* REQUIRED TASK *
In the entries below, how many lines contain the string "left"? Reply with the number alone.

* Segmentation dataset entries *
########

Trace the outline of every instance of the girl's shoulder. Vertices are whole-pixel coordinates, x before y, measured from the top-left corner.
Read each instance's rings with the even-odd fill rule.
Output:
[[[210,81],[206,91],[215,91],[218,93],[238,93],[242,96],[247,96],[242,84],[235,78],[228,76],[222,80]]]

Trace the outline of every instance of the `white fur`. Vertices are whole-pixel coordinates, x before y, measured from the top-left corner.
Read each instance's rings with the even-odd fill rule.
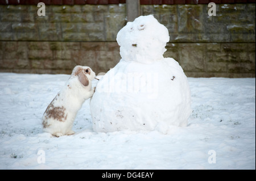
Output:
[[[82,74],[80,74],[80,77],[85,75],[88,78],[86,86],[80,81],[78,73],[81,71]],[[94,77],[95,73],[90,68],[80,65],[75,67],[69,79],[43,115],[44,131],[56,137],[75,133],[72,130],[73,123],[82,103],[94,92],[95,87],[92,90],[92,81]]]

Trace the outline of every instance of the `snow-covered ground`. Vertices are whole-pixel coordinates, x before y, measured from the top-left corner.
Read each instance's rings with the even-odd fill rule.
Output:
[[[255,78],[188,78],[188,125],[167,134],[94,132],[88,100],[52,137],[41,117],[69,77],[0,73],[1,169],[255,169]]]

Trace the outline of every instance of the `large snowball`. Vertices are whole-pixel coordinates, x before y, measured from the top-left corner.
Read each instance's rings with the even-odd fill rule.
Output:
[[[166,28],[152,15],[140,16],[117,40],[122,59],[98,82],[90,101],[94,130],[166,133],[173,125],[186,126],[190,90],[179,64],[163,57]]]

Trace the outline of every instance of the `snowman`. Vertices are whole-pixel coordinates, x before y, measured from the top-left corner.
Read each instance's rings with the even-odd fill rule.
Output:
[[[141,16],[118,33],[122,57],[97,83],[90,106],[96,132],[158,131],[185,127],[190,89],[179,63],[164,58],[167,28]]]

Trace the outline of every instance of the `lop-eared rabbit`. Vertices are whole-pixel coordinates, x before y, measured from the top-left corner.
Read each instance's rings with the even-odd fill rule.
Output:
[[[72,130],[77,112],[95,91],[92,81],[95,73],[88,66],[77,65],[65,86],[47,107],[42,117],[43,129],[56,137],[75,133]]]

########

* FULL OUTPUT *
6